> [INSTRUCTION]: Please filter the records below and copy every line that contains the word "tiled". Case counts.

[Records from a collection]
----------

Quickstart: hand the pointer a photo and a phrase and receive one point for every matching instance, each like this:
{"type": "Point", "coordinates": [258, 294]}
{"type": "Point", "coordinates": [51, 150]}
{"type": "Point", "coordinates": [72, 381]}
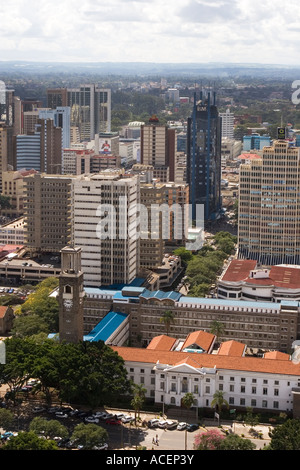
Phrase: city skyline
{"type": "Point", "coordinates": [162, 32]}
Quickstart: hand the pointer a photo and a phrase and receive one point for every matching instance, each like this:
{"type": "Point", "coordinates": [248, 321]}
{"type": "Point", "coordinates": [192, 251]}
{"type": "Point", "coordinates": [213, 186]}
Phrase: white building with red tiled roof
{"type": "Point", "coordinates": [269, 383]}
{"type": "Point", "coordinates": [246, 280]}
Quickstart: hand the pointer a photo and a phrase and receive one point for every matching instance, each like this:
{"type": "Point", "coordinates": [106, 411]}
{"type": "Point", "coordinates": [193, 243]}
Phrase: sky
{"type": "Point", "coordinates": [161, 31]}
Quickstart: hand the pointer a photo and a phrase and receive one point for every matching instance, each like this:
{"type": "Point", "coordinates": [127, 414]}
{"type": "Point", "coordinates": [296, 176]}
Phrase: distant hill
{"type": "Point", "coordinates": [151, 68]}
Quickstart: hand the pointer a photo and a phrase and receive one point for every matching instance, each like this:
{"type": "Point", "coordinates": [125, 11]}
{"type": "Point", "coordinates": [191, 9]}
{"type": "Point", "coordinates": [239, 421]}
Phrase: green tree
{"type": "Point", "coordinates": [89, 435]}
{"type": "Point", "coordinates": [184, 254]}
{"type": "Point", "coordinates": [29, 441]}
{"type": "Point", "coordinates": [6, 419]}
{"type": "Point", "coordinates": [286, 436]}
{"type": "Point", "coordinates": [49, 429]}
{"type": "Point", "coordinates": [208, 440]}
{"type": "Point", "coordinates": [218, 402]}
{"type": "Point", "coordinates": [168, 319]}
{"type": "Point", "coordinates": [235, 442]}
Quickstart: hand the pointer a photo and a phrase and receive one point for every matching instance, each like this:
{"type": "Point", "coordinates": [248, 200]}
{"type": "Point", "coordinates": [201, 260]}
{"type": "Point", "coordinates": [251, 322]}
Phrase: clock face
{"type": "Point", "coordinates": [68, 303]}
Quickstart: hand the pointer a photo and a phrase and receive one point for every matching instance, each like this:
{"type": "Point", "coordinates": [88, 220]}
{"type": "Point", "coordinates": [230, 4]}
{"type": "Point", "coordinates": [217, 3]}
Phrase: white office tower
{"type": "Point", "coordinates": [227, 124]}
{"type": "Point", "coordinates": [104, 226]}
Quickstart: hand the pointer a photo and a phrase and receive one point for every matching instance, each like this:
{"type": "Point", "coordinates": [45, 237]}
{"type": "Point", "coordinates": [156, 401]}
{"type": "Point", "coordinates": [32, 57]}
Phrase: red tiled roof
{"type": "Point", "coordinates": [238, 270]}
{"type": "Point", "coordinates": [3, 310]}
{"type": "Point", "coordinates": [277, 355]}
{"type": "Point", "coordinates": [232, 348]}
{"type": "Point", "coordinates": [279, 276]}
{"type": "Point", "coordinates": [161, 343]}
{"type": "Point", "coordinates": [247, 364]}
{"type": "Point", "coordinates": [203, 339]}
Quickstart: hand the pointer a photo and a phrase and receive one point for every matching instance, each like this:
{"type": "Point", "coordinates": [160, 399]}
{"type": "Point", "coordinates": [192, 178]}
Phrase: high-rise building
{"type": "Point", "coordinates": [90, 110]}
{"type": "Point", "coordinates": [40, 150]}
{"type": "Point", "coordinates": [6, 149]}
{"type": "Point", "coordinates": [227, 124]}
{"type": "Point", "coordinates": [57, 97]}
{"type": "Point", "coordinates": [204, 157]}
{"type": "Point", "coordinates": [104, 225]}
{"type": "Point", "coordinates": [269, 206]}
{"type": "Point", "coordinates": [158, 148]}
{"type": "Point", "coordinates": [61, 118]}
{"type": "Point", "coordinates": [47, 212]}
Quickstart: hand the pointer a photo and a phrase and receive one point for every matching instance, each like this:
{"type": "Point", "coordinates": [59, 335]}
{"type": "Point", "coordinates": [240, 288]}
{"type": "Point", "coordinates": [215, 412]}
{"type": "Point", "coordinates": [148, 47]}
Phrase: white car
{"type": "Point", "coordinates": [101, 447]}
{"type": "Point", "coordinates": [127, 419]}
{"type": "Point", "coordinates": [91, 419]}
{"type": "Point", "coordinates": [181, 426]}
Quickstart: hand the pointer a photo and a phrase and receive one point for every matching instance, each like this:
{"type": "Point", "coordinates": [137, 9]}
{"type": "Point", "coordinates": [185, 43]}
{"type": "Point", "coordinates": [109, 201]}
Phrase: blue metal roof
{"type": "Point", "coordinates": [105, 328]}
{"type": "Point", "coordinates": [161, 295]}
{"type": "Point", "coordinates": [229, 303]}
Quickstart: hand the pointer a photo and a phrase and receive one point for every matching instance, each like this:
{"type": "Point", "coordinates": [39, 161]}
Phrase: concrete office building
{"type": "Point", "coordinates": [105, 228]}
{"type": "Point", "coordinates": [158, 148]}
{"type": "Point", "coordinates": [90, 110]}
{"type": "Point", "coordinates": [40, 150]}
{"type": "Point", "coordinates": [269, 218]}
{"type": "Point", "coordinates": [47, 210]}
{"type": "Point", "coordinates": [204, 157]}
{"type": "Point", "coordinates": [227, 124]}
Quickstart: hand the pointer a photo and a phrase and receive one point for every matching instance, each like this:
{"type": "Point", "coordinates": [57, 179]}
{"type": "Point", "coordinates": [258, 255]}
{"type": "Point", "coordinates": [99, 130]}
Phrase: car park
{"type": "Point", "coordinates": [171, 424]}
{"type": "Point", "coordinates": [153, 423]}
{"type": "Point", "coordinates": [91, 419]}
{"type": "Point", "coordinates": [101, 447]}
{"type": "Point", "coordinates": [181, 426]}
{"type": "Point", "coordinates": [113, 421]}
{"type": "Point", "coordinates": [38, 409]}
{"type": "Point", "coordinates": [127, 419]}
{"type": "Point", "coordinates": [192, 427]}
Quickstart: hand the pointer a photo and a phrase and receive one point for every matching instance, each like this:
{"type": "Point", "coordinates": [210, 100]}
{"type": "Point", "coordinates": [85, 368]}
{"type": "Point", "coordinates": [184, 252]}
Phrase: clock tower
{"type": "Point", "coordinates": [71, 294]}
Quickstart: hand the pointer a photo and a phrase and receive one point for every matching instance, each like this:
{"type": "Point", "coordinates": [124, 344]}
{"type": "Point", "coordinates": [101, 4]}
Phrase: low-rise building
{"type": "Point", "coordinates": [268, 383]}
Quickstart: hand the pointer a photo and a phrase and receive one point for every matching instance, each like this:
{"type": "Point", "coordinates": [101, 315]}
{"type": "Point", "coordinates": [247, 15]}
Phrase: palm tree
{"type": "Point", "coordinates": [187, 401]}
{"type": "Point", "coordinates": [139, 393]}
{"type": "Point", "coordinates": [168, 318]}
{"type": "Point", "coordinates": [217, 328]}
{"type": "Point", "coordinates": [218, 402]}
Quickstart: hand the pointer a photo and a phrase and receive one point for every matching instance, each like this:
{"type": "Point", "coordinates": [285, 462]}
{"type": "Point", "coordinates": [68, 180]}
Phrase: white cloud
{"type": "Point", "coordinates": [156, 31]}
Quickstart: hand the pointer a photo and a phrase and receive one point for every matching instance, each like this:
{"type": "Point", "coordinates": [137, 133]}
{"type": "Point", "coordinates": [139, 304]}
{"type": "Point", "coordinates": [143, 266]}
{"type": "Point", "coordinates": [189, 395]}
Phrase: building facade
{"type": "Point", "coordinates": [269, 188]}
{"type": "Point", "coordinates": [204, 157]}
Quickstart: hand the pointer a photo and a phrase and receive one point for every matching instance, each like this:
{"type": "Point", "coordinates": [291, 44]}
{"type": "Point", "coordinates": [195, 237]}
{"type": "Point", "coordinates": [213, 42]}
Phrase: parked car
{"type": "Point", "coordinates": [62, 415]}
{"type": "Point", "coordinates": [91, 419]}
{"type": "Point", "coordinates": [171, 424]}
{"type": "Point", "coordinates": [101, 447]}
{"type": "Point", "coordinates": [127, 419]}
{"type": "Point", "coordinates": [181, 426]}
{"type": "Point", "coordinates": [162, 423]}
{"type": "Point", "coordinates": [153, 423]}
{"type": "Point", "coordinates": [113, 421]}
{"type": "Point", "coordinates": [38, 409]}
{"type": "Point", "coordinates": [192, 427]}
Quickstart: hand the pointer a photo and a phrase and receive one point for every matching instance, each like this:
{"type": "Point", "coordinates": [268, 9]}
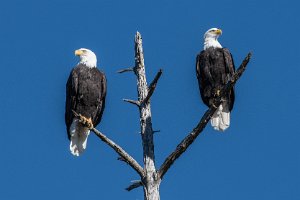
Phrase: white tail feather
{"type": "Point", "coordinates": [79, 135]}
{"type": "Point", "coordinates": [220, 120]}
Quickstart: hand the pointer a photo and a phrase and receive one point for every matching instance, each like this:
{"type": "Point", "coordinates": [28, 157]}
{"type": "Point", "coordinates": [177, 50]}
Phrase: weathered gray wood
{"type": "Point", "coordinates": [125, 156]}
{"type": "Point", "coordinates": [189, 139]}
{"type": "Point", "coordinates": [150, 181]}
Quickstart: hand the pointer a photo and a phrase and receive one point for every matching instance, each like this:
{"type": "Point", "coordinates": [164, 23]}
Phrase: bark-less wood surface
{"type": "Point", "coordinates": [150, 176]}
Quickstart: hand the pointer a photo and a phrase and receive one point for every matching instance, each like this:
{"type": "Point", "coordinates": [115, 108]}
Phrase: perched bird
{"type": "Point", "coordinates": [85, 94]}
{"type": "Point", "coordinates": [214, 68]}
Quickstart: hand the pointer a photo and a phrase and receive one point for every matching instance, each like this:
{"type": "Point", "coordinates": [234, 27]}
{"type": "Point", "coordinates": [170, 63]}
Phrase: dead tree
{"type": "Point", "coordinates": [150, 176]}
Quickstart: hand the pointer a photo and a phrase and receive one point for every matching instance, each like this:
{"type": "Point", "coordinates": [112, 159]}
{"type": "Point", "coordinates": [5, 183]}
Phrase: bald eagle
{"type": "Point", "coordinates": [214, 68]}
{"type": "Point", "coordinates": [85, 94]}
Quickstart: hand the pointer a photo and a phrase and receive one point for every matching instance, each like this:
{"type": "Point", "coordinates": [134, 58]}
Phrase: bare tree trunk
{"type": "Point", "coordinates": [150, 180]}
{"type": "Point", "coordinates": [150, 176]}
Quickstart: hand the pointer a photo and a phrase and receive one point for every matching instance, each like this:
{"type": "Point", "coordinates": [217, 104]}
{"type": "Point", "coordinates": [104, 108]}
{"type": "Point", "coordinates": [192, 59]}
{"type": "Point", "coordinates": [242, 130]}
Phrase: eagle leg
{"type": "Point", "coordinates": [86, 121]}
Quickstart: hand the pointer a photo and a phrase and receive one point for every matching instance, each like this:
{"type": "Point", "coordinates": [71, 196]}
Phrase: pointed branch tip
{"type": "Point", "coordinates": [125, 70]}
{"type": "Point", "coordinates": [137, 103]}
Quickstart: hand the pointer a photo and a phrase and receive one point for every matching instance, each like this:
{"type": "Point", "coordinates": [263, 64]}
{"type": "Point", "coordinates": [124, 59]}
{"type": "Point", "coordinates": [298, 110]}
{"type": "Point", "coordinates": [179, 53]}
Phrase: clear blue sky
{"type": "Point", "coordinates": [258, 157]}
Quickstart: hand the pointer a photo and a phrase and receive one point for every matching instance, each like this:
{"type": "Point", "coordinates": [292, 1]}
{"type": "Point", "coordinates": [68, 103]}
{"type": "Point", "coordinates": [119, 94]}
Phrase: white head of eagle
{"type": "Point", "coordinates": [87, 57]}
{"type": "Point", "coordinates": [211, 38]}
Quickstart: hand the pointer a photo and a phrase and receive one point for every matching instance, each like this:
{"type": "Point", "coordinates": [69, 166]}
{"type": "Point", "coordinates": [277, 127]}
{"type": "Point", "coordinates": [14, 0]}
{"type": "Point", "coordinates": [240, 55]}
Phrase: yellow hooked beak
{"type": "Point", "coordinates": [218, 31]}
{"type": "Point", "coordinates": [78, 52]}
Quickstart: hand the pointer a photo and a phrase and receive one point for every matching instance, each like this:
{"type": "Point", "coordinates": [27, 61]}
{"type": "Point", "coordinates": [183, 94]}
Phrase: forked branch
{"type": "Point", "coordinates": [126, 157]}
{"type": "Point", "coordinates": [152, 86]}
{"type": "Point", "coordinates": [189, 139]}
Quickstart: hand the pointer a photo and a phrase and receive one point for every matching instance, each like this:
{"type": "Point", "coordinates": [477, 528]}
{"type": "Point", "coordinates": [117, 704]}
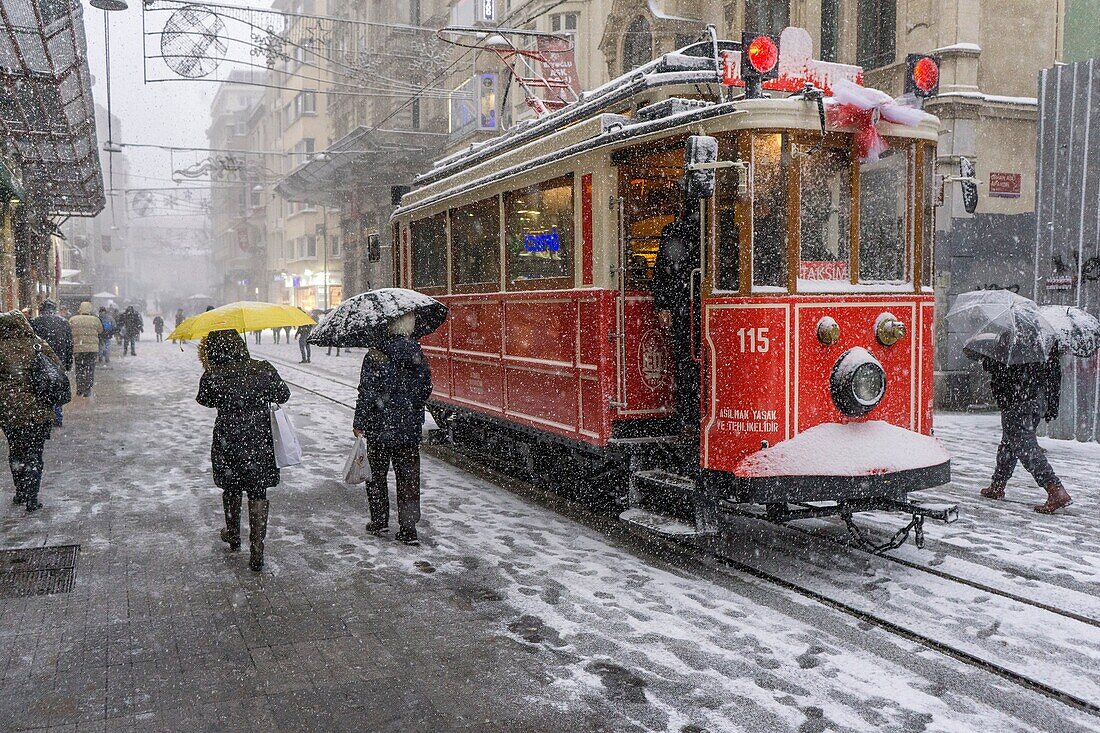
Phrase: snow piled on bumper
{"type": "Point", "coordinates": [871, 448]}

----------

> [RESULT OF THE TASK]:
Phrase: white building with red tiled roof
Phrase: red tiled roof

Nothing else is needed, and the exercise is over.